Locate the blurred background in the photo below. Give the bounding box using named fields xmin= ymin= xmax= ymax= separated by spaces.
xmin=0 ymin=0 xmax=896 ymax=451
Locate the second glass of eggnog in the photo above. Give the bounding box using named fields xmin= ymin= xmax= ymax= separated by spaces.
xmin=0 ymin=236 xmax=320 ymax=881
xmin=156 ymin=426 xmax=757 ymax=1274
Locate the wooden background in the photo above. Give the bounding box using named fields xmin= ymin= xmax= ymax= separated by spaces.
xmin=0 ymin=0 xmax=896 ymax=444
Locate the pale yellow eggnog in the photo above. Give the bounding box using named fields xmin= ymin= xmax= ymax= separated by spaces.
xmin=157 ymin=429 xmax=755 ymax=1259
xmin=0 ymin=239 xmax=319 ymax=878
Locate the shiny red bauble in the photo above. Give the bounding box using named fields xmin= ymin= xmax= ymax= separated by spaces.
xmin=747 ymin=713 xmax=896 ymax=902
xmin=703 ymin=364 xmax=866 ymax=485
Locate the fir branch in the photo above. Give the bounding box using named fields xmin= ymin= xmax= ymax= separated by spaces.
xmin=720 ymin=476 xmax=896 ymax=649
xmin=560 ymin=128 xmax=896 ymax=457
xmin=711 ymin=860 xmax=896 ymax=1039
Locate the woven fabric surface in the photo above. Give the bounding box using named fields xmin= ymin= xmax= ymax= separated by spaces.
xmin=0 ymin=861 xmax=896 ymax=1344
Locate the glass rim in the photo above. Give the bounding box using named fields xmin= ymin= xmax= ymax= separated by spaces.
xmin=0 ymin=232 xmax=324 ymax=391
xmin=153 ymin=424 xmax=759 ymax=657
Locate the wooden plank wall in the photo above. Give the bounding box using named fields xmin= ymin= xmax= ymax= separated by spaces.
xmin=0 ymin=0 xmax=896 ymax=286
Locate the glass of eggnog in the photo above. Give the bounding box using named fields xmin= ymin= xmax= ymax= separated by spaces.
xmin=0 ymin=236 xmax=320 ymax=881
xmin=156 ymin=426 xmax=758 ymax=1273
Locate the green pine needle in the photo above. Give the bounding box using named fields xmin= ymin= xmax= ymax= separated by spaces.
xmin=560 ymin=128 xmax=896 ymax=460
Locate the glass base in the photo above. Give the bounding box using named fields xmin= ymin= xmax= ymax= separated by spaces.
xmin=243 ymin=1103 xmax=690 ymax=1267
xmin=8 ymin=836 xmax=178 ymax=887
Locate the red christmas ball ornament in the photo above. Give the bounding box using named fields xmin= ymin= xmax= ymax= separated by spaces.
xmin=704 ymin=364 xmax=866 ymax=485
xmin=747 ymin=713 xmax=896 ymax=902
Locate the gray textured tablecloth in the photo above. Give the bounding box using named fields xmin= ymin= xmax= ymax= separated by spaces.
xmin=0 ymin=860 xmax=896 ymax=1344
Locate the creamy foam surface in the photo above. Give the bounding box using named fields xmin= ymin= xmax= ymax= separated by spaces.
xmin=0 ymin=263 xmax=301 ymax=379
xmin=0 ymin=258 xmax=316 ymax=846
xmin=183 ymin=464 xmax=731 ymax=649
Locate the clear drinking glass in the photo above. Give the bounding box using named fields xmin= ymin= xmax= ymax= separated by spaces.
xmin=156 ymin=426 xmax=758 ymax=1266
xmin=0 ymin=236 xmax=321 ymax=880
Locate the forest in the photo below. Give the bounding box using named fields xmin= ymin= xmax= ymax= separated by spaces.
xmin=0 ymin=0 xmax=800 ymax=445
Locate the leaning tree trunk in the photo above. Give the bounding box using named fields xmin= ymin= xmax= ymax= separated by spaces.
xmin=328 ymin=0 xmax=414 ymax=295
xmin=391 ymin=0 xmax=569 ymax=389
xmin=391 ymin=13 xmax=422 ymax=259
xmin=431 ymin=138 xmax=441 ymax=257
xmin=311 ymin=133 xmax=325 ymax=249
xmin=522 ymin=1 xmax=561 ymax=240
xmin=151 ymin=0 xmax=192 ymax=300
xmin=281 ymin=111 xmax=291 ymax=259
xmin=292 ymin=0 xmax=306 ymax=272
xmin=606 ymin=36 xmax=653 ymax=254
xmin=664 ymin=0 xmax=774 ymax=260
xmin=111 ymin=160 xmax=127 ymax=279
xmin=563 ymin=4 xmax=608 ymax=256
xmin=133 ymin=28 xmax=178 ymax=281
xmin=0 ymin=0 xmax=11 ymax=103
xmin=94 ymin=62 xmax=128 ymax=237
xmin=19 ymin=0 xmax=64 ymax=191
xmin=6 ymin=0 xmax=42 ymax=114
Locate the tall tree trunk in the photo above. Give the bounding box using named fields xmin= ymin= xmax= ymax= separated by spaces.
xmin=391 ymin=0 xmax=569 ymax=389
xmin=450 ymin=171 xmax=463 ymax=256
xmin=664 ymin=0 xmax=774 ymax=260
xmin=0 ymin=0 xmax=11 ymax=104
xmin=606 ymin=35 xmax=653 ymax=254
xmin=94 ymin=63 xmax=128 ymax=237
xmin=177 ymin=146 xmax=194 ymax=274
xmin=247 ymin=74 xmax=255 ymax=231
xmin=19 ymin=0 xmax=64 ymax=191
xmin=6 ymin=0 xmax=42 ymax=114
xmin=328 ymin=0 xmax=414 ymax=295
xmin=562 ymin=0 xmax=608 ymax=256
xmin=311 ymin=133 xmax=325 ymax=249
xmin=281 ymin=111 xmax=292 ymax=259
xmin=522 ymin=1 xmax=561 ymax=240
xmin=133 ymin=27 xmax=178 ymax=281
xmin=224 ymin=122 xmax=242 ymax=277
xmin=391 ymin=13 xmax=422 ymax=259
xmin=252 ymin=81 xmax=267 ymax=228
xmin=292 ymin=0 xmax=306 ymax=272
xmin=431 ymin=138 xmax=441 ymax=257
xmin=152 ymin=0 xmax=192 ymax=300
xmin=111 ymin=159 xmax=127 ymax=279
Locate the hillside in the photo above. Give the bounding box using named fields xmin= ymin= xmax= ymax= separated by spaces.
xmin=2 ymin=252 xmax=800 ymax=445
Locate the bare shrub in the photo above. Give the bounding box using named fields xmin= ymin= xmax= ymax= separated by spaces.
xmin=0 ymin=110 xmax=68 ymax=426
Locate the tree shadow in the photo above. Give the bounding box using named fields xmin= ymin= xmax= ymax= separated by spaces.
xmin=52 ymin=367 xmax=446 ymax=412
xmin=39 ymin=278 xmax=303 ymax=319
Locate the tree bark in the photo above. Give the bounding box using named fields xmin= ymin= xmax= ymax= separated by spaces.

★ ★ ★ ★

Task objective => Copy all of the lines above word for word, without changing anything.

Written solution =>
Locate the blurred background in the photo below. Give the bounding box using named fields xmin= ymin= xmax= ymax= separated by spaces.
xmin=0 ymin=0 xmax=896 ymax=451
Locate the second glass of eggnog in the photo above. Give the bounding box using named fields xmin= ymin= xmax= ymax= separated by spaces.
xmin=0 ymin=236 xmax=320 ymax=881
xmin=156 ymin=426 xmax=757 ymax=1274
Locate the wooden background in the photo above. Give the bounding box using named fields xmin= ymin= xmax= ymax= separated by spaces.
xmin=0 ymin=0 xmax=896 ymax=444
Locate the pale yellow eggnog in the photo above. Give the bounding box using named fields xmin= ymin= xmax= ymax= separated by spaces.
xmin=157 ymin=429 xmax=755 ymax=1259
xmin=0 ymin=239 xmax=319 ymax=878
Locate the shiny red bauble in the photo above. Give the bounding box using named fields xmin= ymin= xmax= ymax= separated by spaces.
xmin=747 ymin=713 xmax=896 ymax=902
xmin=703 ymin=364 xmax=866 ymax=485
Locate the fir branch in the photo above. Give the bounding box using named fields xmin= ymin= xmax= ymax= separated by spaces.
xmin=720 ymin=476 xmax=896 ymax=649
xmin=560 ymin=128 xmax=896 ymax=457
xmin=711 ymin=860 xmax=896 ymax=1039
Locate the woven fabric surface in the photo above. Give the bounding box using named fields xmin= ymin= xmax= ymax= separated by spaces.
xmin=0 ymin=861 xmax=896 ymax=1344
Locate the glass rim in the photo above. Give the bounding box using named fields xmin= ymin= xmax= ymax= separated by spaces.
xmin=0 ymin=232 xmax=324 ymax=391
xmin=153 ymin=424 xmax=759 ymax=657
Locate the wooden plank wall in the photo above. Give the bounding box using named fields xmin= ymin= xmax= ymax= separated by spaces.
xmin=0 ymin=0 xmax=896 ymax=286
Locate the glass of eggnog in the photo above. Give the bounding box using named fields xmin= ymin= xmax= ymax= separated by spaces.
xmin=0 ymin=236 xmax=320 ymax=881
xmin=156 ymin=426 xmax=758 ymax=1273
Locate the green pine needle in the photo above. Give the bounding box using named fields xmin= ymin= xmax= ymax= separated by spaces.
xmin=560 ymin=128 xmax=896 ymax=460
Locate the glass base in the photo above. Give the bounding box using named fields xmin= ymin= xmax= ymax= separated by spaces.
xmin=243 ymin=1103 xmax=690 ymax=1267
xmin=8 ymin=836 xmax=178 ymax=887
Locate the red christmas ball ornament in the photo above. Give the bounding box using named fields xmin= ymin= xmax= ymax= separated by spaces.
xmin=704 ymin=364 xmax=866 ymax=485
xmin=747 ymin=713 xmax=896 ymax=902
Locate the gray textured tablecloth in the photo above. Give the bounding box using named fields xmin= ymin= xmax= ymax= separated by spaces.
xmin=0 ymin=860 xmax=896 ymax=1344
Locate the creamy foam surface in the photo above. Give the bounding box using named fields xmin= ymin= xmax= ymax= separated by spaces.
xmin=0 ymin=263 xmax=301 ymax=379
xmin=0 ymin=258 xmax=316 ymax=846
xmin=183 ymin=464 xmax=731 ymax=649
Locate the clear drinking glass in the photo above. Give the bounding box using named fields xmin= ymin= xmax= ymax= separated by spaces.
xmin=156 ymin=426 xmax=758 ymax=1266
xmin=0 ymin=236 xmax=321 ymax=880
Locate the forest in the photo below. Give the bounding box using named fields xmin= ymin= xmax= ymax= separated by spaces.
xmin=0 ymin=0 xmax=800 ymax=445
Locate the leaning tree trunk in the photo above. Give the bounding box using named fields xmin= ymin= xmax= ymax= separated by spaces.
xmin=328 ymin=0 xmax=414 ymax=295
xmin=391 ymin=0 xmax=569 ymax=389
xmin=391 ymin=13 xmax=422 ymax=259
xmin=431 ymin=138 xmax=441 ymax=257
xmin=311 ymin=133 xmax=325 ymax=249
xmin=522 ymin=1 xmax=561 ymax=240
xmin=151 ymin=0 xmax=192 ymax=300
xmin=281 ymin=111 xmax=291 ymax=259
xmin=292 ymin=0 xmax=306 ymax=272
xmin=606 ymin=36 xmax=653 ymax=254
xmin=664 ymin=0 xmax=774 ymax=260
xmin=111 ymin=160 xmax=127 ymax=279
xmin=563 ymin=4 xmax=608 ymax=256
xmin=133 ymin=28 xmax=178 ymax=281
xmin=0 ymin=0 xmax=11 ymax=103
xmin=94 ymin=62 xmax=128 ymax=237
xmin=19 ymin=0 xmax=64 ymax=191
xmin=6 ymin=0 xmax=42 ymax=114
Locate the tall tree trunk in the photo above. Give the bounding box using named fields xmin= ymin= xmax= ymax= separated by spaces.
xmin=391 ymin=0 xmax=569 ymax=389
xmin=450 ymin=171 xmax=463 ymax=256
xmin=664 ymin=0 xmax=774 ymax=260
xmin=0 ymin=0 xmax=11 ymax=104
xmin=606 ymin=35 xmax=653 ymax=254
xmin=94 ymin=63 xmax=128 ymax=237
xmin=177 ymin=146 xmax=194 ymax=274
xmin=247 ymin=74 xmax=255 ymax=231
xmin=19 ymin=0 xmax=64 ymax=191
xmin=6 ymin=0 xmax=42 ymax=114
xmin=328 ymin=0 xmax=414 ymax=295
xmin=562 ymin=0 xmax=608 ymax=256
xmin=311 ymin=133 xmax=325 ymax=249
xmin=281 ymin=111 xmax=292 ymax=259
xmin=522 ymin=1 xmax=561 ymax=240
xmin=133 ymin=27 xmax=178 ymax=281
xmin=224 ymin=122 xmax=242 ymax=277
xmin=391 ymin=13 xmax=422 ymax=259
xmin=252 ymin=81 xmax=267 ymax=228
xmin=292 ymin=0 xmax=306 ymax=272
xmin=431 ymin=138 xmax=441 ymax=257
xmin=152 ymin=0 xmax=192 ymax=300
xmin=111 ymin=159 xmax=127 ymax=279
Locate the hillside in the photo above. Give the bounding box using named fields xmin= ymin= xmax= ymax= separated by spaces.
xmin=2 ymin=252 xmax=800 ymax=445
Locate the bare shrub in the photo above. Give the bounding box using named fields xmin= ymin= xmax= ymax= separated by spaces.
xmin=0 ymin=110 xmax=68 ymax=426
Locate the tree shadow in the photo above. Give the bounding box using named fields xmin= ymin= xmax= ymax= separated by spaces.
xmin=52 ymin=367 xmax=446 ymax=412
xmin=39 ymin=278 xmax=303 ymax=319
Locate the tree bark in the photo above. Give the bounding box using named fields xmin= ymin= xmax= ymax= separated by spaces.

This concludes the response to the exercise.